Task prompt
Reproduce each of the items below word for word, with nothing changed.

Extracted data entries

═══

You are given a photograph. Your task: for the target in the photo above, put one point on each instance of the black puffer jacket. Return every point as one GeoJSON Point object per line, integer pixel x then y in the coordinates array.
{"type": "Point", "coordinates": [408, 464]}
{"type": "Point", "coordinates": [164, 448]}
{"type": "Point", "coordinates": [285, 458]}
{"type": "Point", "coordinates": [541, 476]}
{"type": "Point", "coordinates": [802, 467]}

═══

Exercise answer
You are given a photograph. Your task: for the target in the photo above, put one point on each instance of the black puffer jacket. Return every point as one GeoJSON Point object per line, integer pixel x then y in the coordinates array.
{"type": "Point", "coordinates": [408, 464]}
{"type": "Point", "coordinates": [164, 448]}
{"type": "Point", "coordinates": [285, 458]}
{"type": "Point", "coordinates": [541, 476]}
{"type": "Point", "coordinates": [802, 467]}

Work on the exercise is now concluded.